TEXTO PARA ANALIZAR:

'''

Paguithruz fue cacique desde 1858, después de la muerte de su hermano Calvaiú. A su toldo de Leubucó llegó Mansilla con su expedición en 1870, no había otra manera de hablar con él. La inteligencia y la capacidad de negociación del cacique lo fascinaron. “Es delgado, pero tiene unos miembros de acero. Nadie bolea, ni piala, ni sujeta el potro del cabestro como él. Una negra cabellera larga y lacia, nevada ya, cae sobre sus hombros y hermosea su frente (...)”, describe. Ayer, bajo una sobria luz de mediodía, comenzó su regreso. Este 24, el pueblo ranquel esperará el año nuevo indígena para venerar por primera vez después de tanto al hombre que había sido enterrado junto a sus mejores caballos mientras 200 lloronas sufrían frente su féretro.

 


 

LA HISTORIA DE LOS ABORIGENES CAUTIVOS EN MUSEOS
Una pieza viva de colección

Por C. A.

Cautivos hubo de los dos bandos. Así como mujeres blancas fueron a parar a manos de los indígenas, y el cráneo de Mariano Rosas se expuso durante dos décadas y durmió durante un siglo más en los depósitos del Museo de Ciencias Naturales de La Plata, así también hubo aborígenes cautivos en manos de huincas. “A principios de siglo el cacique Inacayal y otros capitanejos fueron llevados vivos al museo donde se los alojaba para que dieran informaciones sobre su pueblo a los etnógrafos y los antropólogos”, recordó el arqueólogo, doctor honoris causa, Alberto Rex González, en su discurso, destinado a las filas de la academia que no vieron con buenos ojos entregar lo que consideraban una valiosa propiedad museológica, aunque haya estado “guardada”, como un secreto fetiche, en un depósito del edificio por puro pudor positivista.

'''

DATOS DISPONIBLES:
'''

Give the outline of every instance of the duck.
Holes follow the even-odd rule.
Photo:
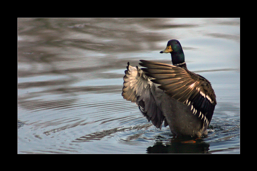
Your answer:
[[[140,68],[128,62],[122,96],[157,128],[164,121],[176,136],[207,135],[217,104],[210,83],[187,69],[178,40],[169,41],[160,53],[170,53],[172,65],[140,60]]]

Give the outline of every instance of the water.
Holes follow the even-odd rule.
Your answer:
[[[19,154],[240,153],[240,19],[18,18]],[[217,96],[207,136],[175,137],[123,99],[127,63],[176,39]]]

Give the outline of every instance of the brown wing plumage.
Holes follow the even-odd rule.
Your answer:
[[[139,64],[146,75],[155,79],[153,82],[158,88],[185,105],[191,105],[192,113],[203,121],[203,127],[208,125],[215,106],[216,96],[210,82],[186,68],[151,61],[140,60]]]

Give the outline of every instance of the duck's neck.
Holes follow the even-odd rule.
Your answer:
[[[187,64],[186,62],[184,62],[178,64],[173,64],[173,65],[176,66],[178,66],[181,68],[187,68]]]
[[[173,65],[176,66],[187,68],[187,64],[185,62],[185,55],[183,51],[182,52],[172,53],[170,52],[171,55],[171,61]]]

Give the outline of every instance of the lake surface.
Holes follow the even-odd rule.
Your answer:
[[[240,153],[240,22],[18,18],[17,153]],[[200,138],[156,128],[121,96],[127,62],[172,64],[159,53],[171,39],[217,96]]]

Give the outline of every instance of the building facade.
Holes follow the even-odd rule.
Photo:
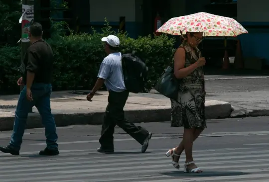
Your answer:
[[[90,32],[91,26],[98,29],[104,24],[105,18],[110,25],[118,29],[120,18],[123,18],[125,19],[125,30],[130,37],[134,38],[139,35],[153,34],[154,19],[157,14],[161,17],[162,24],[171,17],[202,11],[231,17],[249,32],[238,37],[241,41],[243,57],[265,59],[265,63],[269,65],[269,54],[267,54],[269,50],[267,44],[269,41],[269,1],[233,0],[234,5],[229,6],[230,7],[224,3],[218,5],[218,8],[213,6],[212,0],[69,1],[75,7],[73,16],[74,18],[78,17],[80,26],[85,27],[83,31]]]

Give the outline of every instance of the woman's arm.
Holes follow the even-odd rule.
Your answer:
[[[184,68],[185,59],[185,50],[182,48],[179,48],[174,55],[174,74],[177,79],[186,77],[198,68],[198,65],[196,63],[187,68]]]

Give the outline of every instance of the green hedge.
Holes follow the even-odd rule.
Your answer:
[[[149,68],[146,90],[154,87],[164,69],[170,63],[175,51],[175,40],[165,35],[134,39],[126,34],[113,32],[108,25],[101,33],[71,32],[69,36],[58,33],[46,40],[54,54],[54,90],[92,89],[100,65],[106,56],[101,38],[110,34],[119,37],[123,53],[134,50],[145,61]],[[20,63],[18,47],[5,46],[0,49],[0,94],[4,91],[9,92],[18,90],[16,81],[19,73],[16,68]]]

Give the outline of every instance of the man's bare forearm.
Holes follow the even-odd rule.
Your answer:
[[[101,87],[104,85],[104,83],[105,83],[105,79],[99,78],[95,83],[95,85],[94,86],[94,87],[92,90],[92,92],[94,94],[98,90],[99,90],[101,88]]]

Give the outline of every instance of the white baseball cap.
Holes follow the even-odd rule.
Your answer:
[[[110,35],[107,37],[103,37],[101,40],[102,42],[106,42],[112,47],[118,47],[120,46],[120,39],[113,35]]]

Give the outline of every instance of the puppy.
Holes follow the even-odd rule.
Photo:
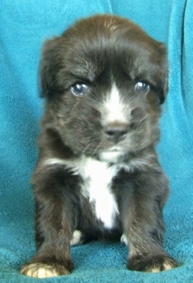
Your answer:
[[[93,239],[121,239],[129,270],[177,267],[162,246],[168,186],[154,149],[168,90],[163,44],[126,19],[95,15],[46,42],[41,78],[37,250],[21,272],[69,274],[70,246]]]

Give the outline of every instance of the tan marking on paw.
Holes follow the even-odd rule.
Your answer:
[[[36,278],[48,278],[59,276],[55,268],[51,265],[43,263],[30,263],[21,269],[21,273]]]
[[[81,233],[79,230],[75,230],[73,233],[72,238],[70,240],[70,245],[74,246],[75,244],[81,244]]]
[[[148,272],[152,272],[152,273],[157,273],[157,272],[160,272],[160,268],[157,268],[157,267],[154,267],[152,269],[149,270]]]
[[[164,270],[169,270],[170,269],[175,268],[173,265],[171,265],[170,263],[168,262],[164,263],[163,265],[164,265]]]
[[[128,240],[126,237],[126,234],[123,234],[121,237],[121,242],[122,244],[125,244],[126,246],[128,246]]]
[[[167,259],[163,263],[163,265],[154,265],[149,268],[147,272],[157,273],[161,271],[169,270],[170,269],[176,267],[173,263],[170,262]]]

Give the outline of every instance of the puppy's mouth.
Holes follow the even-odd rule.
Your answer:
[[[127,152],[121,148],[114,147],[107,151],[102,151],[99,158],[101,161],[109,163],[119,163],[123,162],[127,156]]]

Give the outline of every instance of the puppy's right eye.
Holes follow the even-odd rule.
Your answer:
[[[88,86],[85,83],[76,83],[76,85],[72,85],[70,90],[73,95],[81,96],[87,92]]]

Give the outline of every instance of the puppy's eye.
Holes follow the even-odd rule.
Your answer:
[[[135,90],[138,92],[147,92],[150,88],[150,85],[143,81],[138,81],[135,85]]]
[[[88,86],[85,83],[76,83],[76,85],[72,85],[70,90],[73,95],[81,96],[87,92]]]

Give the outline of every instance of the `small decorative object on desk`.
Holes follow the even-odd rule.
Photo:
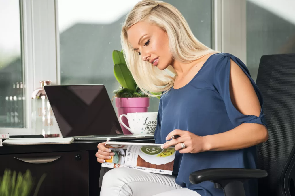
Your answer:
[[[59,128],[43,86],[50,85],[50,81],[40,81],[40,87],[32,93],[32,128],[36,134],[45,138],[60,137]]]
[[[114,74],[120,84],[119,88],[113,91],[115,95],[118,116],[128,113],[147,112],[150,106],[149,97],[142,92],[135,81],[122,51],[114,50],[113,60]],[[161,94],[150,93],[155,95]],[[157,97],[160,98],[160,97]],[[124,118],[122,120],[127,126],[129,127],[127,119]],[[132,134],[122,124],[121,125],[124,134]]]
[[[9,138],[9,134],[8,133],[0,134],[0,139],[8,139]]]

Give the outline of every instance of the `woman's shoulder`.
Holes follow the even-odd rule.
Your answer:
[[[208,59],[211,61],[217,62],[225,58],[233,56],[233,55],[230,53],[220,52],[213,54],[209,57]]]

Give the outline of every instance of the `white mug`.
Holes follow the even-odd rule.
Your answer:
[[[122,114],[119,117],[119,121],[124,127],[132,134],[145,135],[154,134],[157,126],[157,112],[129,113],[127,115]],[[125,116],[128,120],[128,127],[122,121],[122,117]]]

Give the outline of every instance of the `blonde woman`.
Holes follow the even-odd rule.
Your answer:
[[[173,175],[114,169],[104,176],[100,195],[223,196],[212,182],[193,184],[189,176],[208,168],[255,168],[255,145],[268,135],[262,97],[247,67],[200,43],[178,11],[162,1],[135,5],[122,41],[139,86],[147,94],[163,92],[156,142],[175,145],[177,152]],[[174,135],[180,137],[170,140]],[[112,155],[104,144],[96,154],[101,163]],[[247,196],[256,195],[255,181],[244,185]]]

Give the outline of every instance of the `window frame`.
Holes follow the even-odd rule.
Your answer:
[[[0,133],[35,134],[31,95],[40,80],[60,84],[58,0],[19,0],[25,128],[0,128]],[[212,48],[232,54],[246,64],[246,0],[211,1]]]

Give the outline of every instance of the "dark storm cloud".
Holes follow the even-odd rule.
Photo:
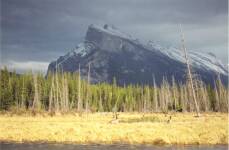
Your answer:
[[[143,41],[179,44],[227,61],[227,0],[1,0],[2,62],[50,62],[109,23]]]

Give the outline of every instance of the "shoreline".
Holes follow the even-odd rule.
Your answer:
[[[130,145],[227,145],[228,115],[204,113],[120,113],[111,124],[112,113],[83,117],[0,115],[0,143],[130,144]],[[167,123],[172,116],[171,123]]]

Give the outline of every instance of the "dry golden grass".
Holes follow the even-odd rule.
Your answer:
[[[228,115],[112,113],[8,116],[0,115],[0,141],[129,144],[228,144]]]

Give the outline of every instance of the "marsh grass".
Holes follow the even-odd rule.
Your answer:
[[[228,115],[204,113],[112,113],[0,115],[0,141],[80,144],[228,144]],[[169,116],[172,121],[167,122]]]
[[[136,123],[136,122],[162,122],[157,116],[145,116],[140,118],[127,118],[120,120],[120,123]]]

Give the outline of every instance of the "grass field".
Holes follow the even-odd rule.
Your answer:
[[[205,113],[112,113],[61,115],[0,115],[0,141],[128,144],[228,144],[228,115]],[[171,121],[168,122],[170,116]]]

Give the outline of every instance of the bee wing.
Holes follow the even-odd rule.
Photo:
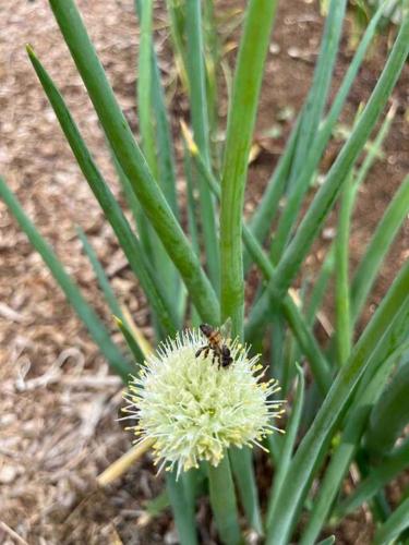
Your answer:
[[[231,318],[227,318],[227,320],[220,326],[219,331],[224,339],[231,338]]]

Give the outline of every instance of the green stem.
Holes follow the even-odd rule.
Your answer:
[[[276,4],[275,0],[250,0],[248,4],[227,124],[220,203],[221,317],[231,318],[232,332],[240,337],[244,316],[241,245],[244,187]]]
[[[133,137],[75,2],[49,2],[100,123],[146,216],[179,269],[202,318],[213,324],[219,323],[216,294]]]
[[[213,193],[217,196],[217,198],[220,198],[220,186],[218,181],[215,179],[212,172],[209,172],[208,168],[204,164],[204,160],[201,157],[201,154],[194,142],[189,141],[189,134],[184,134],[184,136],[188,141],[190,153],[195,161],[197,169],[201,171]],[[269,262],[267,255],[253,235],[252,231],[244,222],[242,226],[242,238],[249,255],[252,257],[254,263],[256,263],[264,278],[266,280],[269,280],[274,275],[274,266]],[[320,386],[320,389],[323,393],[325,393],[326,391],[328,391],[330,386],[329,366],[324,358],[324,354],[322,353],[322,350],[320,349],[318,343],[315,340],[315,337],[312,335],[299,307],[289,294],[287,294],[282,301],[277,298],[275,303],[278,307],[282,306],[282,312],[286,316],[286,319],[293,330],[301,350],[310,361],[312,372]],[[248,338],[250,336],[245,334],[245,337]]]
[[[338,365],[346,363],[351,351],[352,328],[350,319],[350,293],[349,293],[349,232],[351,211],[353,206],[354,191],[352,174],[344,187],[338,233],[335,243],[335,315],[336,315],[336,343]]]
[[[192,126],[199,149],[210,168],[209,126],[206,96],[206,77],[204,65],[204,45],[202,34],[202,10],[200,0],[189,0],[187,9],[188,35],[188,75]],[[206,183],[199,174],[199,194],[201,205],[201,221],[203,226],[204,246],[207,256],[207,268],[213,286],[218,291],[219,284],[219,249],[216,233],[215,209],[212,194]]]
[[[342,190],[344,183],[348,179],[351,168],[358,159],[392,94],[406,62],[408,52],[409,16],[404,20],[386,65],[352,134],[330,168],[326,182],[316,193],[294,238],[285,251],[274,277],[268,282],[264,295],[262,295],[253,306],[249,317],[249,328],[251,328],[251,330],[258,329],[265,316],[268,315],[269,299],[272,299],[273,302],[277,295],[282,296],[298,274],[301,263],[322,229],[325,218],[332,210]]]
[[[208,464],[210,505],[220,540],[226,545],[241,544],[234,484],[227,453],[215,468]]]
[[[301,441],[267,529],[267,545],[285,545],[297,522],[314,473],[323,461],[342,410],[365,370],[374,371],[378,352],[394,349],[396,328],[409,317],[409,263],[390,287],[346,365],[341,367],[314,422]]]

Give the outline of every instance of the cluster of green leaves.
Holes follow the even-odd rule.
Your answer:
[[[291,398],[287,434],[268,440],[275,471],[267,491],[266,512],[260,509],[250,450],[232,449],[218,468],[207,468],[205,474],[191,470],[178,482],[175,475],[167,476],[164,505],[169,501],[172,507],[181,543],[197,543],[194,506],[203,489],[208,489],[220,538],[227,544],[242,540],[239,502],[248,526],[264,534],[265,542],[272,545],[289,543],[294,532],[303,545],[313,544],[326,524],[336,524],[363,502],[370,505],[378,524],[375,543],[396,538],[404,543],[399,535],[409,525],[407,494],[390,513],[384,487],[409,465],[408,440],[397,444],[409,419],[405,395],[409,385],[408,263],[358,340],[356,326],[384,257],[409,211],[409,178],[387,206],[352,278],[348,241],[358,189],[378,156],[395,114],[393,105],[370,142],[408,56],[407,2],[377,84],[362,111],[357,112],[342,148],[299,221],[304,197],[314,186],[321,158],[385,9],[383,4],[370,21],[326,111],[347,3],[329,0],[311,90],[258,207],[244,221],[249,153],[277,2],[248,2],[226,138],[220,148],[216,135],[220,130],[217,66],[221,53],[213,2],[168,0],[176,63],[191,106],[192,134],[183,129],[187,230],[180,222],[175,148],[153,40],[153,1],[135,2],[141,29],[140,145],[116,100],[74,0],[49,3],[106,134],[134,225],[116,201],[56,83],[31,47],[28,57],[84,178],[146,295],[156,341],[173,335],[185,323],[196,326],[208,322],[217,326],[230,317],[234,335],[255,346],[270,342],[272,373]],[[100,289],[117,316],[128,355],[111,340],[2,179],[0,195],[112,371],[127,380],[132,372],[131,358],[141,361],[144,347],[133,335],[86,235],[79,231]],[[282,202],[285,206],[280,205]],[[337,237],[312,287],[304,278],[301,296],[294,298],[291,284],[300,276],[301,266],[337,202]],[[273,223],[276,228],[272,233]],[[244,319],[244,282],[251,266],[257,267],[261,281]],[[322,347],[314,336],[314,325],[333,275],[335,334]],[[306,368],[311,374],[308,387]],[[361,482],[345,497],[341,486],[352,463]],[[318,479],[315,493],[314,479]],[[300,529],[300,518],[305,520],[305,514],[308,522]],[[333,543],[333,538],[322,543]]]

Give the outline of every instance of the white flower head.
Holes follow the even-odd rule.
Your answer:
[[[136,443],[154,440],[155,463],[178,474],[197,468],[201,460],[217,465],[230,446],[260,445],[273,431],[273,419],[284,411],[272,400],[277,382],[261,382],[265,374],[260,356],[238,340],[224,340],[232,363],[222,367],[213,350],[197,350],[207,339],[185,330],[160,344],[132,377],[123,409],[136,417],[131,427]]]

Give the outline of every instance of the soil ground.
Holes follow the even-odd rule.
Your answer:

'''

PARTES DEL EJERCICIO:
A. Según el texto sobre Paguithruz y los aborígenes cautivos, ¿desde qué año fue cacique Paguithruz?
B. Prosigue el texto sobre Paguithruz y los aborígenes cautivos en museos a partir de su última oración.

LISTA DE RESPUESTAS:
A. Desde 1858.

B.
Don Alberto tiene 83 años y ha sido uno de los estudiosos que defendió desde el comienzo la entrega a su pueblo del esqueleto del cacique Inacayal. Los escritos de Clemente Onelli, dice, dejaron pruebas claras del horror que significó para los aborígenes vivir en un museo, en el que además de ser informantes, “desempeñaron las tareas más humildes, las más simples”. “Yo cacique en mi tierra, huincas robar mi tierra, matar mi gente, y robar mis caballos”, dicen que repetía Inacayal por los pasillos del museo, condenado a limpiar y cuidar hasta los restos de sus propios antepasados. Onelli se detiene, se confiesa emocionado por la escena final del cacique, cuando cerca del atardecer, presintió su muerte.
Inacayal caminó hasta el atrio del edificio de columnas griegas decorado con bustos de científicos y buscó el poniente. Se quitó las ropas que lo obligaban a usar, dejó su torso desnudo y pronunció una oración fúnebre que se perdió para siempre. “Los araucanos tenían poesía, oratoria de padres a hijos, había una elaboración de la palabra. Ese rezo se perdió como se perdió tanto más por imperio de los positivistas”, dice González. En el museo donde vivió Inacayal continúan ahora los cráneos robados de los caciques Brujo, Baigorrita y el gran Calfulcurá.